Can you edit everything from the line containing "Task: determine whether any animal's snout" down to the line containing "[0, 0, 1333, 895]" so that "rough bark texture" becomes "coarse bark surface" and nothing else changes? Return only those records, without the pictures.

## Listed entries
------------------------------------------------
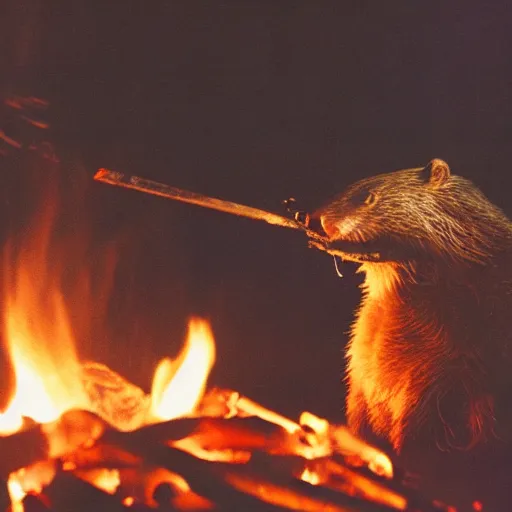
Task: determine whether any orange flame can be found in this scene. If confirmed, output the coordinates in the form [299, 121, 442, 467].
[0, 195, 86, 435]
[151, 318, 215, 421]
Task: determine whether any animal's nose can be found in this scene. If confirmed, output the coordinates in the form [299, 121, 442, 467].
[320, 215, 340, 238]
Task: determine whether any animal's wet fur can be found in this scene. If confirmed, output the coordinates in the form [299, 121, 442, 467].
[316, 160, 512, 508]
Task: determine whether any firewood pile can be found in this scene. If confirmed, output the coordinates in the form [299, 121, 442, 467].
[0, 363, 466, 512]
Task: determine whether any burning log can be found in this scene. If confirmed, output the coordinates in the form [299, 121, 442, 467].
[44, 471, 129, 512]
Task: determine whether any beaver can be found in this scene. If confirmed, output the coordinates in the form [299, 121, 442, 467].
[313, 159, 512, 508]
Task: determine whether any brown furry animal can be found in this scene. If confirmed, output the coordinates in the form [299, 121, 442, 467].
[315, 159, 512, 508]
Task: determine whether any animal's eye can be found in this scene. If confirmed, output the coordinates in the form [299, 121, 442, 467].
[364, 192, 377, 206]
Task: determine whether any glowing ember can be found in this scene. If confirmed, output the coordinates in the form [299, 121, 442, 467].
[151, 318, 215, 421]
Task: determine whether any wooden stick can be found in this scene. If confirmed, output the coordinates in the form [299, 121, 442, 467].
[94, 169, 321, 238]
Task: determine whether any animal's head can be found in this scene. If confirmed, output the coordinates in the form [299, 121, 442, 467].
[314, 159, 511, 262]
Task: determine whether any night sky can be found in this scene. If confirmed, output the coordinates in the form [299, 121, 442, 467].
[0, 0, 512, 421]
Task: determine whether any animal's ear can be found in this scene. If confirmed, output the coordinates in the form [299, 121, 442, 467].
[422, 158, 450, 187]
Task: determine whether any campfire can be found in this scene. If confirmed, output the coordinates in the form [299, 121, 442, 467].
[0, 150, 464, 512]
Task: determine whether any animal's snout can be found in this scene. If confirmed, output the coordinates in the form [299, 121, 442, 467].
[320, 215, 341, 239]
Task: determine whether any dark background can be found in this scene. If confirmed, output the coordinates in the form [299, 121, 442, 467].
[0, 0, 512, 420]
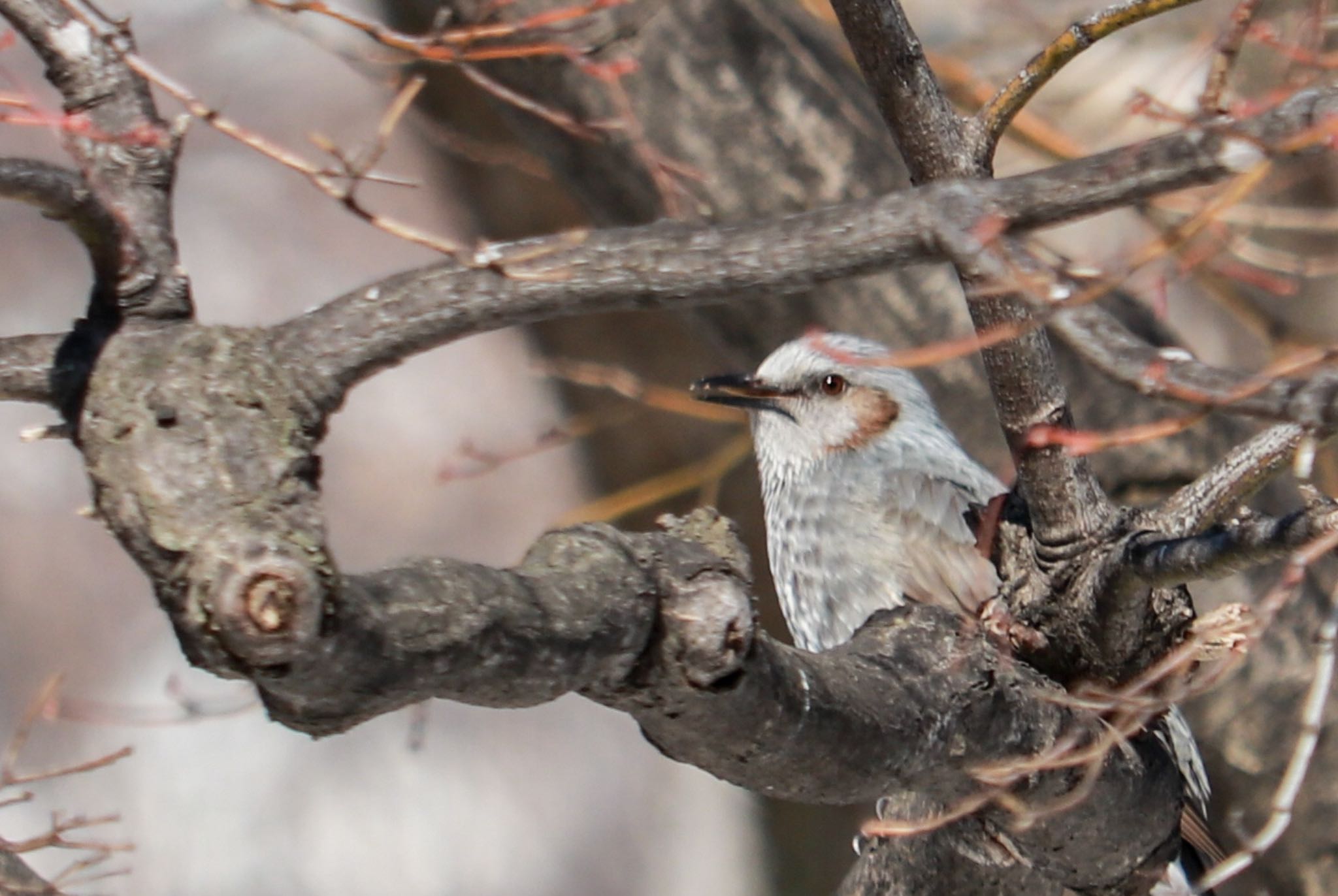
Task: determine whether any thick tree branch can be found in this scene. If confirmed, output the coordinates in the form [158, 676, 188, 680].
[832, 0, 982, 185]
[0, 333, 65, 404]
[832, 0, 1111, 551]
[0, 0, 191, 318]
[971, 0, 1199, 166]
[0, 159, 120, 303]
[208, 512, 1177, 886]
[273, 88, 1338, 414]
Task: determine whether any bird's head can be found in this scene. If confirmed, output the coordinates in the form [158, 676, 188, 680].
[693, 333, 955, 471]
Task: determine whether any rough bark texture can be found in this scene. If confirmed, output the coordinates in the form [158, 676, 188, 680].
[0, 0, 1333, 895]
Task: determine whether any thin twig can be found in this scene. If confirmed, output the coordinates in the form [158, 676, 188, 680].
[975, 0, 1199, 165]
[1199, 0, 1262, 115]
[1194, 583, 1338, 893]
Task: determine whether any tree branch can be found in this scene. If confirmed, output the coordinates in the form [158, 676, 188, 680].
[273, 80, 1338, 411]
[0, 0, 191, 319]
[0, 333, 65, 404]
[0, 159, 120, 303]
[1122, 502, 1338, 586]
[1153, 423, 1306, 536]
[201, 511, 1177, 886]
[832, 0, 983, 185]
[973, 0, 1199, 166]
[0, 846, 60, 896]
[1049, 306, 1338, 430]
[832, 0, 1111, 547]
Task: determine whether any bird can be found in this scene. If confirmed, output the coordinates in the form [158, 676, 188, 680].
[692, 333, 1220, 896]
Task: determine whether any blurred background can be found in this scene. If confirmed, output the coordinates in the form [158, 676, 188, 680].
[0, 0, 1338, 896]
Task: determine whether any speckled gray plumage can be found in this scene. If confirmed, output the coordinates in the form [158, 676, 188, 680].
[733, 333, 1208, 896]
[752, 334, 1005, 650]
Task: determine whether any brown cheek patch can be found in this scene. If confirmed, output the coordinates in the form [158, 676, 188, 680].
[832, 385, 902, 449]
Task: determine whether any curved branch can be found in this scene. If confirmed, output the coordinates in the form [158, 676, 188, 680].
[272, 87, 1338, 417]
[230, 511, 1179, 886]
[1049, 306, 1338, 430]
[0, 159, 120, 302]
[832, 0, 1111, 545]
[0, 0, 191, 318]
[1153, 423, 1306, 536]
[0, 846, 61, 896]
[1124, 502, 1338, 586]
[832, 0, 963, 184]
[974, 0, 1199, 166]
[0, 333, 65, 404]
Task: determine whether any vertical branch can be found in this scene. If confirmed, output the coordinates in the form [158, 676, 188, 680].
[832, 0, 1111, 544]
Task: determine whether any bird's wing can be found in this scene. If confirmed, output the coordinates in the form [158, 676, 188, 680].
[883, 471, 1002, 615]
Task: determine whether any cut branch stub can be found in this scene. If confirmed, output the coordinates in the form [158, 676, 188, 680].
[188, 540, 324, 666]
[76, 324, 333, 673]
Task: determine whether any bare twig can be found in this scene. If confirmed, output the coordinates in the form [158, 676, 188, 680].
[3, 0, 191, 318]
[1121, 504, 1338, 586]
[1199, 0, 1262, 115]
[975, 0, 1198, 165]
[0, 159, 120, 294]
[555, 433, 752, 526]
[1156, 423, 1306, 535]
[274, 78, 1338, 411]
[0, 333, 65, 404]
[1194, 583, 1338, 893]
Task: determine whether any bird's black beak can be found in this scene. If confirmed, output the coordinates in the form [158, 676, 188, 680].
[692, 373, 793, 420]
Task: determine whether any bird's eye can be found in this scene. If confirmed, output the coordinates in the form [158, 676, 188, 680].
[817, 373, 845, 394]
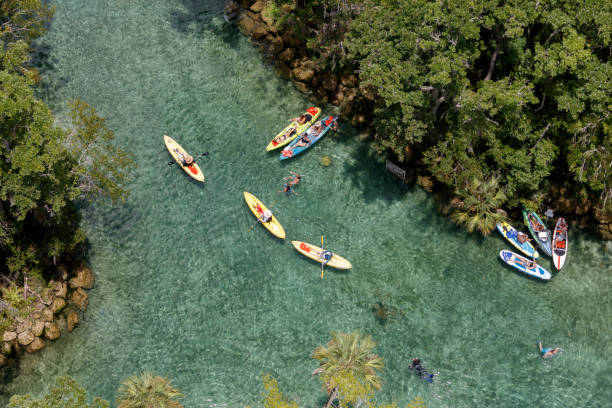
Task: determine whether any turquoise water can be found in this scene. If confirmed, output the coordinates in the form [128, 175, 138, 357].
[2, 0, 612, 408]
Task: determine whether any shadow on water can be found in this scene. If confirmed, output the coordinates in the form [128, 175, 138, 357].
[170, 0, 245, 47]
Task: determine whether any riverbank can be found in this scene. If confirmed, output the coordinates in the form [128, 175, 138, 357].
[231, 0, 612, 240]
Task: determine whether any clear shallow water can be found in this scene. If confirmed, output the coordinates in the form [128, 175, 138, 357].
[2, 0, 612, 408]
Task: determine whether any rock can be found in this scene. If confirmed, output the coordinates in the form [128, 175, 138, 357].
[2, 331, 17, 342]
[251, 0, 266, 13]
[17, 330, 34, 346]
[70, 266, 94, 289]
[32, 320, 45, 337]
[293, 81, 310, 93]
[238, 15, 268, 40]
[57, 264, 68, 280]
[26, 337, 45, 353]
[351, 113, 368, 128]
[291, 65, 314, 83]
[40, 309, 53, 322]
[270, 35, 285, 54]
[340, 72, 359, 88]
[51, 278, 68, 298]
[45, 323, 60, 340]
[70, 288, 89, 312]
[16, 319, 32, 334]
[275, 61, 291, 79]
[66, 309, 79, 332]
[278, 48, 295, 62]
[51, 298, 66, 313]
[417, 176, 434, 193]
[321, 73, 338, 92]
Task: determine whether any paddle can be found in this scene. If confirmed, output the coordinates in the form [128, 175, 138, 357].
[168, 152, 210, 166]
[321, 235, 325, 279]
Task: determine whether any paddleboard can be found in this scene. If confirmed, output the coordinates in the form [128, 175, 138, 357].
[266, 107, 321, 152]
[164, 135, 204, 183]
[495, 222, 540, 258]
[291, 241, 353, 269]
[499, 249, 552, 280]
[244, 191, 285, 239]
[552, 218, 567, 271]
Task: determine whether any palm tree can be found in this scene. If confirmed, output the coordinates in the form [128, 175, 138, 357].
[451, 177, 506, 235]
[311, 331, 383, 408]
[117, 372, 183, 408]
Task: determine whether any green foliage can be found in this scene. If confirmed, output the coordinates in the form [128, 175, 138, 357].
[451, 177, 506, 235]
[263, 374, 298, 408]
[344, 0, 612, 207]
[311, 331, 383, 404]
[8, 376, 110, 408]
[117, 372, 183, 408]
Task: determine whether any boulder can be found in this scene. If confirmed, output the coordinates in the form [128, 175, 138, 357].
[293, 81, 310, 93]
[340, 72, 359, 88]
[16, 319, 32, 334]
[69, 266, 94, 288]
[238, 15, 268, 40]
[51, 278, 68, 298]
[32, 320, 45, 337]
[251, 0, 266, 13]
[275, 61, 291, 79]
[2, 331, 17, 342]
[45, 323, 60, 340]
[17, 330, 34, 346]
[270, 35, 285, 54]
[321, 73, 338, 92]
[40, 309, 53, 322]
[291, 65, 314, 83]
[51, 296, 66, 313]
[26, 337, 45, 353]
[70, 288, 89, 312]
[417, 176, 434, 193]
[278, 47, 295, 62]
[66, 309, 79, 332]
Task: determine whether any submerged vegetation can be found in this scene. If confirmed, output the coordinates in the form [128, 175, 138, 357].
[268, 0, 612, 236]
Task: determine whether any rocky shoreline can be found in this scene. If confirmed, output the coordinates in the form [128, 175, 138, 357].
[230, 0, 612, 240]
[0, 265, 94, 366]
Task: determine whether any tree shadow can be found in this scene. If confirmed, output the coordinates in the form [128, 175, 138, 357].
[344, 139, 416, 204]
[170, 0, 241, 47]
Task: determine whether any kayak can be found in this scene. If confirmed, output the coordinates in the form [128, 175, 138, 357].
[495, 222, 540, 258]
[499, 249, 552, 280]
[244, 191, 285, 239]
[291, 241, 353, 269]
[164, 135, 204, 183]
[523, 208, 552, 256]
[266, 107, 321, 152]
[280, 116, 338, 160]
[552, 218, 567, 271]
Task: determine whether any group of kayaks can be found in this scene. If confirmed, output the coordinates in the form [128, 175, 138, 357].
[266, 106, 338, 160]
[496, 208, 568, 280]
[164, 107, 352, 277]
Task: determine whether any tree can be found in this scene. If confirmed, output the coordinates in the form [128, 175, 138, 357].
[8, 376, 110, 408]
[451, 177, 506, 235]
[311, 331, 383, 408]
[117, 372, 183, 408]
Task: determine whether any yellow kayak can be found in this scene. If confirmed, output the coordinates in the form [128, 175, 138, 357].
[244, 191, 285, 239]
[291, 241, 353, 269]
[164, 135, 204, 183]
[266, 107, 321, 152]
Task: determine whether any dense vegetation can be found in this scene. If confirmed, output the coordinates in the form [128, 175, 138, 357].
[270, 0, 612, 231]
[0, 0, 132, 332]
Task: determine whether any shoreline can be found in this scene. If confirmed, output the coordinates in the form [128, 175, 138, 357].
[231, 0, 612, 241]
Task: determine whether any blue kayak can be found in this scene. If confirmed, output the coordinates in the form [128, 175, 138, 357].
[279, 116, 338, 160]
[499, 249, 552, 280]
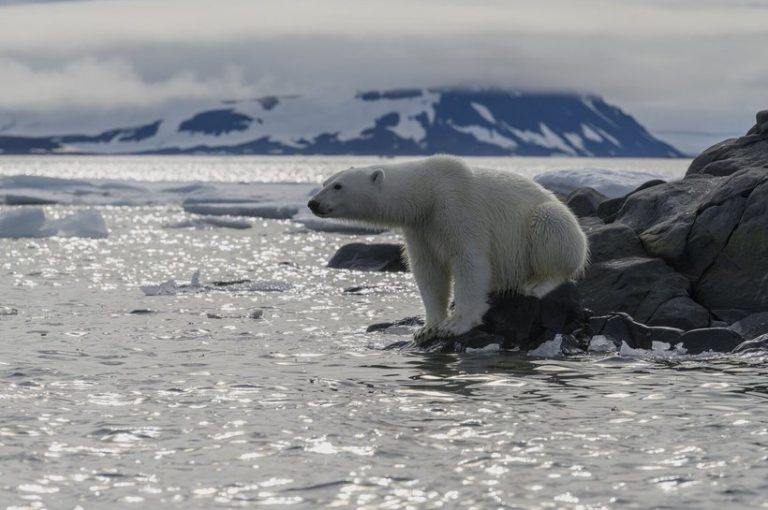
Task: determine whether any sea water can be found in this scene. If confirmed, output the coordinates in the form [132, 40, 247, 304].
[0, 157, 768, 509]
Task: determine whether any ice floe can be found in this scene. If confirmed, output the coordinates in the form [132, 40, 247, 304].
[140, 271, 293, 296]
[0, 207, 109, 239]
[534, 168, 669, 198]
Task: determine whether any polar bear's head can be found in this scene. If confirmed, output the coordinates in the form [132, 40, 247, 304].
[307, 166, 384, 221]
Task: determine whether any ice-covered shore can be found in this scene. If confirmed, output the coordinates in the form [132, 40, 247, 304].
[0, 168, 684, 237]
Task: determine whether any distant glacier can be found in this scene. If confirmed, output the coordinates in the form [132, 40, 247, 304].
[0, 88, 683, 157]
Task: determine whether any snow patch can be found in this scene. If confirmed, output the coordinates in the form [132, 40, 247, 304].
[528, 335, 563, 358]
[0, 207, 109, 239]
[469, 101, 496, 125]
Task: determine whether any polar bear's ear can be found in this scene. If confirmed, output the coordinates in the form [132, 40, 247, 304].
[371, 168, 384, 186]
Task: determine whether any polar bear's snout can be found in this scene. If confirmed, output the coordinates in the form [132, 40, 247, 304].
[307, 198, 333, 218]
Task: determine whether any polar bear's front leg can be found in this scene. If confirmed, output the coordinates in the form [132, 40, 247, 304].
[406, 235, 451, 343]
[437, 249, 491, 337]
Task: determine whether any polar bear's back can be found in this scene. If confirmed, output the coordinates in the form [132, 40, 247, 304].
[420, 156, 582, 291]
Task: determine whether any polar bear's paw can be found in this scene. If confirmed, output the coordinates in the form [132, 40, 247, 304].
[413, 324, 437, 344]
[435, 315, 482, 338]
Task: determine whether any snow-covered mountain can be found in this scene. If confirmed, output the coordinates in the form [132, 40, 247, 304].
[0, 88, 682, 157]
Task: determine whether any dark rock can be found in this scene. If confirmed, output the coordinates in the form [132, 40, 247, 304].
[648, 296, 710, 331]
[384, 284, 587, 352]
[596, 179, 666, 223]
[365, 317, 424, 333]
[328, 243, 408, 271]
[577, 257, 690, 322]
[616, 175, 716, 232]
[597, 197, 627, 223]
[680, 328, 744, 354]
[733, 335, 768, 354]
[565, 187, 608, 217]
[730, 312, 768, 340]
[481, 284, 587, 351]
[582, 222, 647, 264]
[685, 110, 768, 178]
[589, 313, 683, 349]
[694, 175, 768, 312]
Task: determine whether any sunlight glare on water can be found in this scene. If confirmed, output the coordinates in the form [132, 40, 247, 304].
[0, 158, 768, 509]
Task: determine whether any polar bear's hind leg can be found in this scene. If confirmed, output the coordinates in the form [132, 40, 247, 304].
[523, 202, 588, 298]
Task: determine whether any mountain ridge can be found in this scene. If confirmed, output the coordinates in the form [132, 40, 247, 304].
[0, 87, 683, 157]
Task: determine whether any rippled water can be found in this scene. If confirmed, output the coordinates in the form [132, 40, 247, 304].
[0, 157, 768, 509]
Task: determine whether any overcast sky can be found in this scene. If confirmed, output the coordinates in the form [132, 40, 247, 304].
[0, 0, 768, 150]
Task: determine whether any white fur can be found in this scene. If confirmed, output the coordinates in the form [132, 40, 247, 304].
[313, 156, 588, 341]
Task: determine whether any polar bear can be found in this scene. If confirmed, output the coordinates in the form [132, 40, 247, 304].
[308, 156, 588, 343]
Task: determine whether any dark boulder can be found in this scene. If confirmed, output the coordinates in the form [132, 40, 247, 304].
[680, 328, 744, 354]
[388, 284, 588, 353]
[577, 257, 690, 322]
[648, 296, 711, 331]
[586, 313, 683, 350]
[596, 179, 666, 223]
[565, 187, 608, 218]
[730, 312, 768, 340]
[685, 110, 768, 178]
[733, 334, 768, 354]
[581, 221, 647, 264]
[328, 243, 408, 271]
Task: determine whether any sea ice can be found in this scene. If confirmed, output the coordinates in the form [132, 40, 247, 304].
[0, 207, 109, 239]
[163, 216, 252, 229]
[528, 335, 563, 358]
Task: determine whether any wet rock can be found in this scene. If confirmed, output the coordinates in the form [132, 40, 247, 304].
[685, 110, 768, 178]
[480, 284, 587, 351]
[616, 178, 716, 232]
[730, 312, 768, 340]
[380, 284, 587, 352]
[365, 317, 424, 333]
[679, 328, 744, 354]
[0, 306, 19, 317]
[582, 222, 647, 264]
[596, 179, 666, 223]
[565, 188, 608, 217]
[695, 177, 768, 312]
[577, 257, 690, 322]
[328, 243, 408, 271]
[648, 296, 710, 331]
[733, 334, 768, 354]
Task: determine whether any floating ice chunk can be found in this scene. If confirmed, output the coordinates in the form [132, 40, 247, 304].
[466, 344, 501, 353]
[534, 168, 669, 198]
[163, 216, 252, 229]
[46, 209, 109, 239]
[528, 335, 563, 358]
[0, 207, 109, 239]
[0, 207, 55, 238]
[293, 207, 386, 234]
[140, 271, 293, 296]
[184, 202, 303, 220]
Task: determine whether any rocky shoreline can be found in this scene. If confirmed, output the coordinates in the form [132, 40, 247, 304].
[332, 110, 768, 353]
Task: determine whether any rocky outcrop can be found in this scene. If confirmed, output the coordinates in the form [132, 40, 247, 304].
[328, 110, 768, 354]
[328, 243, 407, 271]
[686, 110, 768, 177]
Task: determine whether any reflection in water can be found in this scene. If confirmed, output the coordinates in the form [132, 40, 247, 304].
[0, 157, 768, 509]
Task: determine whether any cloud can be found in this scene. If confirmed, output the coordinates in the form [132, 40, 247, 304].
[0, 0, 768, 149]
[0, 58, 266, 111]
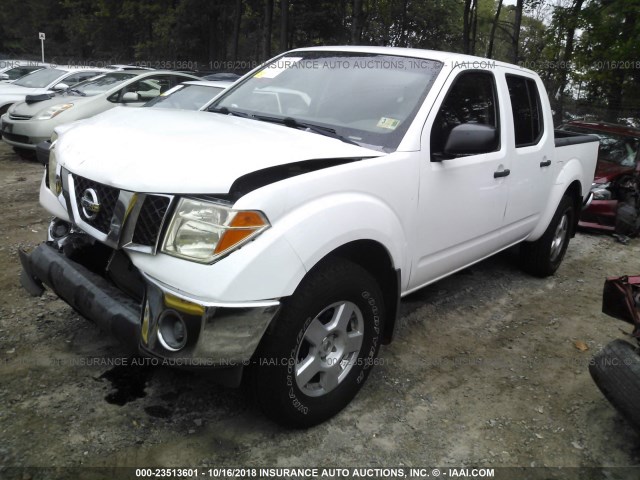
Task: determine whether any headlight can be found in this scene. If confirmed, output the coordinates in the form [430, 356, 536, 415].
[161, 198, 269, 263]
[47, 146, 62, 195]
[36, 103, 73, 120]
[591, 182, 611, 200]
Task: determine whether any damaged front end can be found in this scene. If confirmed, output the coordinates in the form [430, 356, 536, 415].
[20, 209, 279, 386]
[579, 172, 640, 237]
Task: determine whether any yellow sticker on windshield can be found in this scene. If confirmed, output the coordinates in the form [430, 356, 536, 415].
[376, 117, 400, 130]
[253, 57, 302, 78]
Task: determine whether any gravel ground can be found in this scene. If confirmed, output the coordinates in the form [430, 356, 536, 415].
[0, 144, 640, 478]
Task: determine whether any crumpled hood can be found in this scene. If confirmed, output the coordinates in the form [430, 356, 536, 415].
[0, 83, 53, 97]
[12, 93, 93, 117]
[56, 107, 384, 194]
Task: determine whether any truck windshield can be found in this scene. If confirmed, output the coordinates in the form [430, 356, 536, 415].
[13, 68, 67, 88]
[209, 51, 442, 152]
------------------------------------------------
## Full response
Task: determine whether any animal's snout can be found in this scene. If confirmed, output the coordinates in the form [299, 121, 442, 467].
[320, 215, 341, 239]
Task: determine whether any dark background can be found in this scene. If confirmed, output the coordinates in the form [299, 121, 442, 467].
[0, 0, 512, 420]
Task: determine whether any thick tree branch can be found in this scene. If confirmed, output the coordinates in the form [158, 676, 188, 680].
[832, 0, 982, 185]
[0, 333, 65, 404]
[832, 0, 1111, 551]
[0, 0, 191, 318]
[971, 0, 1199, 166]
[0, 159, 120, 303]
[208, 512, 1177, 886]
[273, 88, 1338, 414]
Task: determine whether any bird's head can be found in this scene. If confirmed, output the coordinates in the form [158, 676, 188, 680].
[693, 333, 955, 471]
Task: determine whether any coarse bark surface can be found in this scene. If confirmed, output the coordinates in the form [158, 676, 188, 680].
[0, 0, 1333, 895]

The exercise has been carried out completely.